Work instruction — Below are some records; copy them word for word and drop the pictures.

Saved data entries
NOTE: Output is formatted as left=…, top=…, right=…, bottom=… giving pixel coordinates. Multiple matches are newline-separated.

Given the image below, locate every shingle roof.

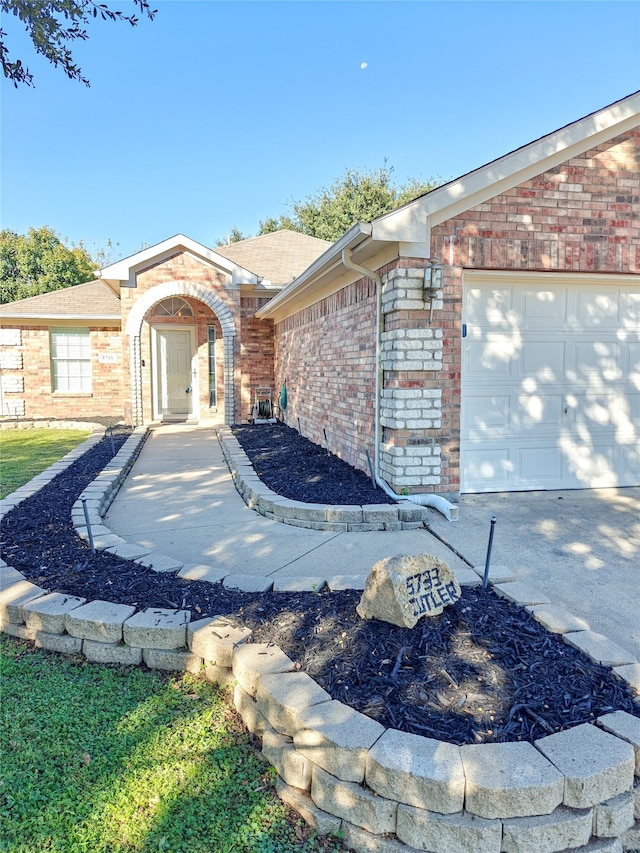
left=214, top=230, right=331, bottom=285
left=0, top=279, right=121, bottom=319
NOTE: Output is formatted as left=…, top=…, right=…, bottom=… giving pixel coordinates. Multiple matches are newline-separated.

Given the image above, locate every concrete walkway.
left=105, top=424, right=640, bottom=660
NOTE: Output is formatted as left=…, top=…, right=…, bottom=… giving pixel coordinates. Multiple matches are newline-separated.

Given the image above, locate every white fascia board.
left=256, top=242, right=399, bottom=324
left=372, top=93, right=640, bottom=243
left=99, top=233, right=258, bottom=286
left=399, top=241, right=432, bottom=259
left=256, top=223, right=372, bottom=319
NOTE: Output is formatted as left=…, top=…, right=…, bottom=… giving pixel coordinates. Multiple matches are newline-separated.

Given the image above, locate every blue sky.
left=1, top=1, right=639, bottom=263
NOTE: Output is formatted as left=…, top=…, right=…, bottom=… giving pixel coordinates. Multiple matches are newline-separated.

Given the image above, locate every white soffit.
left=372, top=92, right=640, bottom=242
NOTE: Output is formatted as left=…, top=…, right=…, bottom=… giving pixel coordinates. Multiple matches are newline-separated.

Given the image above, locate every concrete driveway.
left=426, top=488, right=640, bottom=660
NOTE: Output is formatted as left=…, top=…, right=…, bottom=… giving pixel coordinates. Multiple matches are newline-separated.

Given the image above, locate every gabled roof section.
left=215, top=230, right=331, bottom=286
left=258, top=92, right=640, bottom=320
left=0, top=279, right=121, bottom=321
left=371, top=91, right=640, bottom=241
left=99, top=233, right=259, bottom=287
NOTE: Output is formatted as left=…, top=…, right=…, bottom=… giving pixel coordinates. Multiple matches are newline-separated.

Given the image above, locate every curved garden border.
left=0, top=424, right=638, bottom=853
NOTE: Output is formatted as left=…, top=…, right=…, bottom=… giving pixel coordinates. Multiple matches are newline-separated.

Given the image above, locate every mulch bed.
left=1, top=422, right=637, bottom=746
left=233, top=422, right=395, bottom=505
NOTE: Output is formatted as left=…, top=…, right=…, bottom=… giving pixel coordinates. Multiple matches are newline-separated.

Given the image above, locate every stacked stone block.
left=2, top=420, right=640, bottom=852
left=2, top=560, right=639, bottom=852
left=218, top=427, right=430, bottom=532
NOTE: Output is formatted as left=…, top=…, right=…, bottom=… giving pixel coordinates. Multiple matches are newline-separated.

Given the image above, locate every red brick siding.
left=240, top=297, right=276, bottom=422
left=423, top=129, right=640, bottom=493
left=122, top=253, right=241, bottom=422
left=274, top=279, right=378, bottom=472
left=431, top=130, right=640, bottom=273
left=0, top=324, right=124, bottom=420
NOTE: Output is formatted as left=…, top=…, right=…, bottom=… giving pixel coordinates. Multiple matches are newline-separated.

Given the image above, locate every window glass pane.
left=208, top=326, right=216, bottom=407
left=152, top=297, right=193, bottom=317
left=51, top=328, right=92, bottom=393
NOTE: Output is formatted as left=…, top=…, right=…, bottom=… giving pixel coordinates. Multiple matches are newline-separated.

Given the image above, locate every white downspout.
left=341, top=247, right=458, bottom=522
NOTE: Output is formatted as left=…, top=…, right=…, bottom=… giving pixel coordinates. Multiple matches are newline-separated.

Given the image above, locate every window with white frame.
left=50, top=328, right=92, bottom=392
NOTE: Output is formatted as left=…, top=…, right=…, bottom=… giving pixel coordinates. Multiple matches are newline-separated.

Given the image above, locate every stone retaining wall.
left=1, top=425, right=639, bottom=853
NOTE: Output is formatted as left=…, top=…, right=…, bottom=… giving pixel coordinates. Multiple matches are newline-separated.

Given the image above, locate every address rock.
left=356, top=553, right=461, bottom=628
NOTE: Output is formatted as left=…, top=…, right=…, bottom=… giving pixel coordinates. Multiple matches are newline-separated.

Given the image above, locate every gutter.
left=255, top=222, right=372, bottom=319
left=0, top=314, right=121, bottom=321
left=341, top=247, right=458, bottom=522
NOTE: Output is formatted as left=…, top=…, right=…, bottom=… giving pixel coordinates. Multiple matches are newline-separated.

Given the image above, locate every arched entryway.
left=125, top=280, right=237, bottom=425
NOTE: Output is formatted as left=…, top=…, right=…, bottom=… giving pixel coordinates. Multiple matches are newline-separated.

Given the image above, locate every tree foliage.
left=214, top=226, right=249, bottom=247
left=0, top=226, right=96, bottom=303
left=257, top=164, right=438, bottom=242
left=0, top=0, right=156, bottom=87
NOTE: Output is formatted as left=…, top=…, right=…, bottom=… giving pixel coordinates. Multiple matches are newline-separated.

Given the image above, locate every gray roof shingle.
left=0, top=279, right=121, bottom=319
left=215, top=230, right=330, bottom=285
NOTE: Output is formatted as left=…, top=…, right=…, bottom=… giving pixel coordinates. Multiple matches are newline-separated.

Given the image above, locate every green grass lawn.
left=0, top=636, right=344, bottom=853
left=0, top=428, right=91, bottom=499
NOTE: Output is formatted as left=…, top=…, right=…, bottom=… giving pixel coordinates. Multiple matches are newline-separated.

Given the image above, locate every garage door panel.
left=462, top=448, right=514, bottom=492
left=620, top=441, right=640, bottom=482
left=626, top=342, right=640, bottom=376
left=521, top=342, right=565, bottom=383
left=463, top=395, right=511, bottom=437
left=517, top=393, right=564, bottom=429
left=522, top=288, right=567, bottom=321
left=464, top=335, right=519, bottom=377
left=518, top=447, right=563, bottom=482
left=570, top=341, right=622, bottom=384
left=561, top=439, right=619, bottom=488
left=577, top=290, right=620, bottom=327
left=620, top=292, right=640, bottom=324
left=465, top=286, right=515, bottom=326
left=461, top=275, right=639, bottom=493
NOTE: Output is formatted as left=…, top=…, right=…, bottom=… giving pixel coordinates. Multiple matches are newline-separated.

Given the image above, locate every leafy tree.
left=0, top=226, right=96, bottom=303
left=258, top=215, right=297, bottom=235
left=1, top=0, right=156, bottom=87
left=258, top=164, right=439, bottom=242
left=215, top=226, right=249, bottom=247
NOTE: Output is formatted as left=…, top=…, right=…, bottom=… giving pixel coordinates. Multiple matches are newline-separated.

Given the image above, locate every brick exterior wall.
left=272, top=130, right=639, bottom=497
left=419, top=128, right=640, bottom=496
left=274, top=279, right=378, bottom=472
left=0, top=325, right=124, bottom=420
left=122, top=253, right=238, bottom=424
left=240, top=297, right=276, bottom=422
left=430, top=130, right=640, bottom=274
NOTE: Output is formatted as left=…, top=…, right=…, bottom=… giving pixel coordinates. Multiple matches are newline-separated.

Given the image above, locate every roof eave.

Solution for this exercise —
NOTE: Output is formatted as left=…, top=…, right=…, bottom=… giving pixel coordinates. Multiple matches are newline-separated.

Given the image below, locate every shingle roof.

left=214, top=230, right=331, bottom=285
left=0, top=279, right=121, bottom=319
NOTE: Output is formatted as left=…, top=…, right=…, bottom=… giving pixel coordinates. Multiple matches are newline-separated.

Given the image above, locate every concrete walkway.
left=105, top=424, right=640, bottom=660
NOTE: Output is formatted as left=…, top=…, right=…, bottom=… giving pixel coordinates. Multiple matches are newline-separated.

Given the image above, locate every white fascia board.
left=256, top=242, right=399, bottom=324
left=372, top=93, right=640, bottom=243
left=99, top=233, right=258, bottom=286
left=399, top=241, right=432, bottom=259
left=256, top=223, right=372, bottom=319
NOTE: Output is formatted as left=…, top=…, right=…, bottom=… giving pixel coordinates. Multiple matches are newline-separated.

Given the image above, locate every blue sky.
left=1, top=1, right=639, bottom=263
NOTE: Output is formatted as left=…, top=…, right=…, bottom=… giving pixel coordinates. Multiple matches are newline-separated.

Given the image above, locate every white soffit.
left=372, top=92, right=640, bottom=242
NOTE: Output is formatted as left=…, top=…, right=…, bottom=… giving pixel coordinates. Multiple matches are newline-separated.

Given the image above, locate every concrete driveway.
left=426, top=488, right=640, bottom=660
NOTE: Output is formatted as left=…, top=…, right=…, bottom=… giving pixel coordinates. Multiple matches are newline-separated.

Given the image above, locate every gabled roof section.
left=215, top=230, right=331, bottom=286
left=258, top=92, right=640, bottom=320
left=0, top=279, right=121, bottom=321
left=371, top=91, right=640, bottom=241
left=99, top=233, right=259, bottom=287
NOTE: Output is formatted as left=…, top=…, right=…, bottom=… giving pixel coordinates. Multiple matches are newline-separated.

Given the image above, locate every curved garden border.
left=0, top=424, right=638, bottom=853
NOTE: Output is formatted as left=…, top=…, right=…, bottom=… giving pixel coordinates. Multiple matches are newline-separated.

Given the image above, locate every mulch bed.
left=1, top=422, right=637, bottom=746
left=233, top=422, right=395, bottom=505
NOTE: Output is formatted as left=…, top=…, right=…, bottom=… giving pixel coordinates. Multiple matches are newline-separated.

Given the image above, locate every stacked stone block.
left=2, top=420, right=640, bottom=852
left=2, top=560, right=639, bottom=852
left=218, top=427, right=430, bottom=532
NOTE: Output is formatted as left=…, top=…, right=…, bottom=… giving pixel coordinates. Multiple matches are newline-separated.

Given the image above, locate every red brick siding.
left=240, top=297, right=276, bottom=422
left=423, top=129, right=640, bottom=493
left=122, top=253, right=241, bottom=422
left=274, top=279, right=378, bottom=472
left=431, top=130, right=640, bottom=273
left=0, top=324, right=124, bottom=420
NOTE: Output is formatted as left=…, top=…, right=…, bottom=… giving pixel coordinates. Multiple matches are newline-separated.

Given the image above, locate every window glass pane.
left=208, top=326, right=216, bottom=407
left=152, top=297, right=193, bottom=317
left=51, top=328, right=92, bottom=393
NOTE: Output is formatted as left=…, top=…, right=…, bottom=… giving pixel coordinates. Multiple matches are newline-separated.

Given the image above, locate every white downspout.
left=341, top=247, right=458, bottom=522
NOTE: Output is formatted as left=…, top=…, right=…, bottom=… giving pixel coordinates. Multiple matches are newline-separated.

Given the image above, locate every window with white frame.
left=50, top=328, right=92, bottom=392
NOTE: Output is formatted as left=…, top=…, right=…, bottom=… giving pixel coordinates. Multiple matches are newline-separated.

Given the image above, locate every stone retaining wall.
left=1, top=425, right=639, bottom=853
NOTE: Output is formatted as left=…, top=…, right=…, bottom=… giving pixel coordinates. Multiple matches are newline-separated.

Given the image above, locate every address rock.
left=356, top=553, right=461, bottom=628
NOTE: Output is formatted as left=…, top=…, right=…, bottom=… giving pixel coordinates. Multiple matches are newline-separated.

Given the image above, locate every gutter.
left=255, top=222, right=372, bottom=319
left=0, top=314, right=121, bottom=321
left=341, top=247, right=458, bottom=522
NOTE: Output is formatted as left=…, top=…, right=…, bottom=… giving pixel coordinates. Multiple matches are newline-separated.

Given the image above, locate every arched entryway.
left=125, top=280, right=237, bottom=425
NOTE: Output is formatted as left=…, top=…, right=…, bottom=… giving pixel coordinates. Multiple matches are newline-separated.

Given the image above, locate every tree foliage.
left=214, top=226, right=249, bottom=247
left=0, top=226, right=96, bottom=303
left=257, top=164, right=438, bottom=242
left=0, top=0, right=156, bottom=87
NOTE: Output is formatted as left=…, top=…, right=…, bottom=… giving pixel coordinates. Multiple matches are newline-separated.

Given the image above, locate every gray roof shingle.
left=0, top=279, right=121, bottom=319
left=215, top=230, right=330, bottom=285
NOTE: Output is formatted as left=…, top=…, right=…, bottom=… giving pixel coordinates. Multiple matches are newline-separated.

Given the image above, locate every green grass lawn.
left=0, top=636, right=344, bottom=853
left=0, top=428, right=91, bottom=499
NOTE: Output is formatted as left=…, top=…, right=…, bottom=… giving pixel coordinates. Multiple matches are newline-separated.

Given the image above, locate every garage door panel.
left=462, top=448, right=514, bottom=492
left=620, top=441, right=640, bottom=482
left=626, top=342, right=640, bottom=376
left=521, top=342, right=565, bottom=383
left=463, top=395, right=511, bottom=437
left=517, top=393, right=564, bottom=429
left=522, top=288, right=567, bottom=321
left=464, top=335, right=519, bottom=377
left=518, top=447, right=563, bottom=482
left=570, top=341, right=622, bottom=384
left=561, top=439, right=619, bottom=488
left=577, top=290, right=620, bottom=327
left=620, top=292, right=640, bottom=324
left=465, top=286, right=515, bottom=326
left=461, top=275, right=639, bottom=493
NOTE: Output is formatted as left=…, top=…, right=…, bottom=… giving pixel coordinates. Multiple matches are newline-separated.

Given the image above, locate every leafy tree.
left=0, top=226, right=96, bottom=303
left=258, top=215, right=297, bottom=235
left=1, top=0, right=156, bottom=87
left=258, top=164, right=439, bottom=242
left=215, top=226, right=249, bottom=247
NOTE: Output is formatted as left=…, top=…, right=…, bottom=… giving pixel coordinates. Multiple matches are newline-separated.

Given the image above, locate every brick exterior wall.
left=272, top=130, right=639, bottom=497
left=419, top=128, right=640, bottom=496
left=274, top=279, right=378, bottom=472
left=0, top=325, right=124, bottom=420
left=122, top=253, right=238, bottom=424
left=240, top=297, right=276, bottom=422
left=430, top=130, right=640, bottom=274
NOTE: Output is formatted as left=…, top=…, right=…, bottom=… giving pixel coordinates. Multiple matches are newline-separated.

Given the image above, locate every roof eave.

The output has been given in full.